» Data records:

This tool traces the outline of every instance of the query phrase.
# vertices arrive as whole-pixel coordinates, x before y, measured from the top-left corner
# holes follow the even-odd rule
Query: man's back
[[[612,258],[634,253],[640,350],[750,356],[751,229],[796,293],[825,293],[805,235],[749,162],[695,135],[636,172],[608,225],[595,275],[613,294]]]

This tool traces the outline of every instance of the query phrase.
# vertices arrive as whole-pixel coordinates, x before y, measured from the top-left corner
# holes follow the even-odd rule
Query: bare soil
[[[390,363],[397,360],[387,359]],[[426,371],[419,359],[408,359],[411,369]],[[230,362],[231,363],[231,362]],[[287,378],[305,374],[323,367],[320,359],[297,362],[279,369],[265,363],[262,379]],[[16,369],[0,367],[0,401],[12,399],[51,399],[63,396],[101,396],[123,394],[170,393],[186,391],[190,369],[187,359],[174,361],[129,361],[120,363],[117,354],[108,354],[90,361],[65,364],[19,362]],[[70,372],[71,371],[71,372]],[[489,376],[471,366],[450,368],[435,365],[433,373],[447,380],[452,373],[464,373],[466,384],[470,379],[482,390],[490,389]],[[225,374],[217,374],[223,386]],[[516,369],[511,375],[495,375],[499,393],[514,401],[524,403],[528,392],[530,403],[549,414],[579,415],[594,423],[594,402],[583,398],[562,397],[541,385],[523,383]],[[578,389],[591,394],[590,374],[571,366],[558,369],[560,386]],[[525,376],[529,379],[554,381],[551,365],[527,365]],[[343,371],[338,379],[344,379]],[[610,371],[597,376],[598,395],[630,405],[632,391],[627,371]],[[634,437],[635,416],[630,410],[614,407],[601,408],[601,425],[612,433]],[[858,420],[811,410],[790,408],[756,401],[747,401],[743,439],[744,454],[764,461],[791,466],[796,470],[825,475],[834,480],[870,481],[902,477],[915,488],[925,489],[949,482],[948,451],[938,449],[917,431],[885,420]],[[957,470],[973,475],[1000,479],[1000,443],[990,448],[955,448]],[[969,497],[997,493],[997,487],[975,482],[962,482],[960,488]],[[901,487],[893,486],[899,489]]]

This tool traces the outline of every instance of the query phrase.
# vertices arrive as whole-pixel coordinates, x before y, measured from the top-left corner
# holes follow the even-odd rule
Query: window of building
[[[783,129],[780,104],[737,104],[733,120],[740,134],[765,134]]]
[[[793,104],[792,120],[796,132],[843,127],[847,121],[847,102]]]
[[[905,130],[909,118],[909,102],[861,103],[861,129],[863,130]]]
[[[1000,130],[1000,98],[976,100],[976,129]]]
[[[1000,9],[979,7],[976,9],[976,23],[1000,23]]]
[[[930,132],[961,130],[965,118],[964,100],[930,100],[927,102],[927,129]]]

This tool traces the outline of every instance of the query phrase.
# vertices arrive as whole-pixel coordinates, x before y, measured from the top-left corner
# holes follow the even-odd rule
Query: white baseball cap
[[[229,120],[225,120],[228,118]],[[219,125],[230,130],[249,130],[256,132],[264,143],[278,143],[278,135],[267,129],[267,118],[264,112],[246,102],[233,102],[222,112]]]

» Work instruction:
Send back every entry precisely as given.

» Exercise solution:
This tool traces the outline of every instance of the query phrase.
# vertices arrive as whole-pixel coordinates, x before y, measured from the top-left corner
# holes follow the even-odd rule
Query: man's back
[[[612,258],[634,253],[640,350],[750,356],[751,229],[796,293],[825,293],[805,235],[749,162],[695,135],[636,172],[608,225],[595,275],[613,294]]]

This tool traces the outline of every instance of the query phrase.
# vertices arrive as whole-pixel coordinates, x before y, measured from the top-left corner
# holes follow the even-odd rule
Query: bare soil
[[[390,363],[397,360],[387,359]],[[426,371],[419,359],[408,359],[411,369]],[[230,362],[231,363],[231,362]],[[287,378],[305,374],[323,367],[320,359],[297,362],[279,369],[265,363],[262,379]],[[16,369],[0,367],[0,401],[12,399],[51,399],[63,396],[101,396],[123,394],[170,393],[186,391],[190,369],[187,359],[174,361],[129,361],[120,363],[117,354],[108,354],[90,361],[65,364],[19,362]],[[70,372],[71,371],[71,372]],[[489,376],[471,366],[450,368],[435,365],[433,373],[447,380],[452,373],[464,373],[466,384],[470,379],[482,390],[490,389]],[[225,374],[217,374],[223,386]],[[516,369],[511,375],[495,375],[499,393],[514,401],[524,403],[528,392],[530,403],[549,414],[579,415],[594,423],[594,402],[583,398],[562,397],[541,385],[523,383]],[[578,389],[591,394],[590,374],[571,366],[558,369],[560,386]],[[525,376],[529,379],[554,381],[551,365],[527,365]],[[343,371],[338,379],[344,379]],[[610,371],[597,376],[598,395],[630,405],[632,391],[627,371]],[[634,437],[635,416],[630,410],[614,407],[601,408],[601,425],[612,433]],[[858,420],[811,410],[790,408],[756,401],[747,401],[743,439],[744,454],[764,461],[791,466],[796,470],[825,475],[834,480],[870,481],[902,477],[915,488],[925,489],[949,482],[948,451],[938,449],[917,431],[885,420]],[[957,470],[973,475],[1000,479],[1000,443],[990,448],[955,448]],[[969,497],[997,493],[997,487],[975,482],[962,482],[960,488]],[[901,487],[893,486],[899,489]]]

This tool traces the outline of every instance of the query phrase.
# vertices arrive as whole-pixel coordinates, x before y, measured from the top-left corner
# holes follow the even-odd rule
Query: window of building
[[[783,129],[780,104],[737,104],[733,120],[740,134],[765,134]]]
[[[793,104],[792,120],[796,132],[843,127],[847,121],[847,102]]]
[[[905,130],[909,118],[909,102],[861,103],[861,129],[863,130]]]
[[[1000,130],[1000,98],[976,100],[976,129]]]
[[[1000,9],[979,7],[976,9],[976,23],[1000,23]]]
[[[930,132],[961,130],[965,118],[964,100],[930,100],[927,102],[927,129]]]

This tool traces the outline of every instance of the query phrase.
# vertices arrive as whole-pixel coordinates, x before y, measured from the top-left corner
# holes follow the even-odd rule
Query: white baseball cap
[[[229,120],[225,120],[228,118]],[[219,125],[230,130],[249,130],[256,132],[264,143],[278,143],[278,135],[267,129],[267,118],[264,112],[246,102],[233,102],[222,112]]]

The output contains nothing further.